● Set exercise: Format the portion of the records below that opens with the line containing "Q: For each instance of the metal railing" and closes with the line containing "x=444, y=582" as a numbered list, with any blank lines left out.

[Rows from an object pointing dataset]
━━━━━━

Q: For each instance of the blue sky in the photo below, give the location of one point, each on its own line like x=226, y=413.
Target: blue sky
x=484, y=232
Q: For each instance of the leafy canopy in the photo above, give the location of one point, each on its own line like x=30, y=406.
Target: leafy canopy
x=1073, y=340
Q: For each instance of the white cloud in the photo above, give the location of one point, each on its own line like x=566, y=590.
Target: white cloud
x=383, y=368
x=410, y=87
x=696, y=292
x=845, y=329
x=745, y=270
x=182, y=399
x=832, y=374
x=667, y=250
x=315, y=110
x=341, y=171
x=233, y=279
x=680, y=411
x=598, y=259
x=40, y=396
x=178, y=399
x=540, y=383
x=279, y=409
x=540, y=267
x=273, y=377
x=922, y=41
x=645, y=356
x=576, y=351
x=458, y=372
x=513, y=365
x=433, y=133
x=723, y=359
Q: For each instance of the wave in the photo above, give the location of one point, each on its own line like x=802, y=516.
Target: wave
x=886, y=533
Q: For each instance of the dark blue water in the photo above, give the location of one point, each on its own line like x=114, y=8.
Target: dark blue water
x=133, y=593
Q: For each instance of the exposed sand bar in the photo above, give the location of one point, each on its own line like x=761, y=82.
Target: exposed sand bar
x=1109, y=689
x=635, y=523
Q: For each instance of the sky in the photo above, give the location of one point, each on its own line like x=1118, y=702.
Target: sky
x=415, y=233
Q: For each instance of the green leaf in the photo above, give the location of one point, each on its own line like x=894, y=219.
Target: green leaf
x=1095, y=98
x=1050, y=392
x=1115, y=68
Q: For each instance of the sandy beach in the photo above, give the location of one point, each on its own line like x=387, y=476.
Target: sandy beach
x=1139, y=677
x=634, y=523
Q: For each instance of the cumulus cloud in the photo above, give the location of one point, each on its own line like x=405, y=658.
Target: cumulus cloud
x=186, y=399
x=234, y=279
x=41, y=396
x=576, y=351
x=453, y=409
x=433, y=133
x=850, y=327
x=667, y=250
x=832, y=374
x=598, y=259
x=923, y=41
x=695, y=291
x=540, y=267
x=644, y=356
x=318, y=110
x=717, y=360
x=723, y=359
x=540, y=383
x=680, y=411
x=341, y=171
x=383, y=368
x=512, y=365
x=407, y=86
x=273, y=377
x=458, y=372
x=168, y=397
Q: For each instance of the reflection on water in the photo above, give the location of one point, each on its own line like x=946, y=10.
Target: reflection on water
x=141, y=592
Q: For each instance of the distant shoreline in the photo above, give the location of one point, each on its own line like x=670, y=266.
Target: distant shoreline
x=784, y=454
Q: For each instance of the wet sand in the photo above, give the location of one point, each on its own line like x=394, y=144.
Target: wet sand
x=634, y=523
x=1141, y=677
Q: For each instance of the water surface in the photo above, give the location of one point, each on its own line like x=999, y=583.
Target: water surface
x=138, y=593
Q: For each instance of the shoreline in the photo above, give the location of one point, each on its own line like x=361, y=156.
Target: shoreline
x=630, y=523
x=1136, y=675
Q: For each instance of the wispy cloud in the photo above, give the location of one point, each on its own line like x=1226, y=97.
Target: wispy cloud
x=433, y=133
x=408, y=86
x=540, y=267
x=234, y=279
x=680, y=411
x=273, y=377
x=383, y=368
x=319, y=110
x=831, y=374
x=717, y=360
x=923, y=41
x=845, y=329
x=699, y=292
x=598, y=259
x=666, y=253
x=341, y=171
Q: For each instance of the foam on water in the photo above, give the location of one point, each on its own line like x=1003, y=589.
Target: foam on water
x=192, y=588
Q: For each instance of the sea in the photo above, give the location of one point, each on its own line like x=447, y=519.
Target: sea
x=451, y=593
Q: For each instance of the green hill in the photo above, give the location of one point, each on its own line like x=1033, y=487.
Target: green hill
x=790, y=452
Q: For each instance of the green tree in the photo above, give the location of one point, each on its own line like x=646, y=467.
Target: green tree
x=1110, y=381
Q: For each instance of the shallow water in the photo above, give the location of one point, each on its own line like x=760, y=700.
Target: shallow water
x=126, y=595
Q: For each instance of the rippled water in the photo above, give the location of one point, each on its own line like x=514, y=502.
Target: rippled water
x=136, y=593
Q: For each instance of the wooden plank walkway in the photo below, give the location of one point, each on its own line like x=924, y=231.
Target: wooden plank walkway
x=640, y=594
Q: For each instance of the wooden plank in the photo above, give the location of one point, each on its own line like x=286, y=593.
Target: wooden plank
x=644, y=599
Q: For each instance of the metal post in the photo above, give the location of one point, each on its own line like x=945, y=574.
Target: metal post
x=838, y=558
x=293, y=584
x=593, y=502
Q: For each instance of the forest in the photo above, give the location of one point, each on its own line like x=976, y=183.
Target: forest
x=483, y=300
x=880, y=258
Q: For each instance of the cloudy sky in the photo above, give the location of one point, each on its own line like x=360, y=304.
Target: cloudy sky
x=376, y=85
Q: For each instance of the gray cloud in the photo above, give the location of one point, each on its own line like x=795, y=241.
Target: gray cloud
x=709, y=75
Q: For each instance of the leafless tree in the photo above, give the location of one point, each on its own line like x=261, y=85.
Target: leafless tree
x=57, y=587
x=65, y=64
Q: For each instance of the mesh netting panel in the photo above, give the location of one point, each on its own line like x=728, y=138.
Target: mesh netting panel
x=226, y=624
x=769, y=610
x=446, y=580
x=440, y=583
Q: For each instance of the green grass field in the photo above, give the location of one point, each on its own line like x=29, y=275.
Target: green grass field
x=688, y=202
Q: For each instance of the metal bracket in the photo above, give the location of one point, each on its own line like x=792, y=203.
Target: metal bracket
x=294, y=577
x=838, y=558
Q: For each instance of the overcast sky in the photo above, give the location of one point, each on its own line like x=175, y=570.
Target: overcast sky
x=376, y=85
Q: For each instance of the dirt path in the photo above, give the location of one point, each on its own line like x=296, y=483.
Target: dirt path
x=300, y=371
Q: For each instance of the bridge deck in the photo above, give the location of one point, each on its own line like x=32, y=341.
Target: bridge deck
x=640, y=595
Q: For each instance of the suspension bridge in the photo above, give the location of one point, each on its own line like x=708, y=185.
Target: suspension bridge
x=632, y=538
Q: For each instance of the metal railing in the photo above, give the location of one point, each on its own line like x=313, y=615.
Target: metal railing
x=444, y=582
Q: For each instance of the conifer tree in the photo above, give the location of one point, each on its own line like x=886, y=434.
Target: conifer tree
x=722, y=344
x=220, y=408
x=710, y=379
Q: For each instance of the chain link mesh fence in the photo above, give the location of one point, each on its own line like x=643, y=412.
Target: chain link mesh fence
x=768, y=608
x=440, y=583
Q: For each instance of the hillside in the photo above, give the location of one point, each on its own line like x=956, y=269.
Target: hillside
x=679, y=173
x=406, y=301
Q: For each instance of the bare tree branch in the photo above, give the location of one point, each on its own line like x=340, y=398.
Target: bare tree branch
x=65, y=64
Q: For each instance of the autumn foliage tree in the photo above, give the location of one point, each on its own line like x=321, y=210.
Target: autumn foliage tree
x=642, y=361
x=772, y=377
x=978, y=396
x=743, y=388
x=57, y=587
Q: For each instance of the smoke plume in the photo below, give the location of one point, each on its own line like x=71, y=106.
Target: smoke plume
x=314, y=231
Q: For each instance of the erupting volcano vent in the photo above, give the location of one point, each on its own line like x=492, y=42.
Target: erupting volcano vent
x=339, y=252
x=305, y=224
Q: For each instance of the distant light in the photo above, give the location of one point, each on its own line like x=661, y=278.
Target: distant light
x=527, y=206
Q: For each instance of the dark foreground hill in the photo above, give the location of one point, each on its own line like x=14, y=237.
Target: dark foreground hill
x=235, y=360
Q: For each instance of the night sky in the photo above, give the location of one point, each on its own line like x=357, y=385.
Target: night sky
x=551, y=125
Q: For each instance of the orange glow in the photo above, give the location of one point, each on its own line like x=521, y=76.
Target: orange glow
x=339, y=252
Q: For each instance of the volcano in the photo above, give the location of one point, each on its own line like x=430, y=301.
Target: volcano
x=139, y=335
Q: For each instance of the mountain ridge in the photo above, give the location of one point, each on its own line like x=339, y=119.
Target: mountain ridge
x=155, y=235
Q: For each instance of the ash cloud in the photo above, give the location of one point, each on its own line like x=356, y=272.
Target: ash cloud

━━━━━━

● Written response:
1. Q: For each instance of the metal railing in the photo above, give the location of one point, each on its own line like x=313, y=615.
2. Target: metal railing
3. x=444, y=582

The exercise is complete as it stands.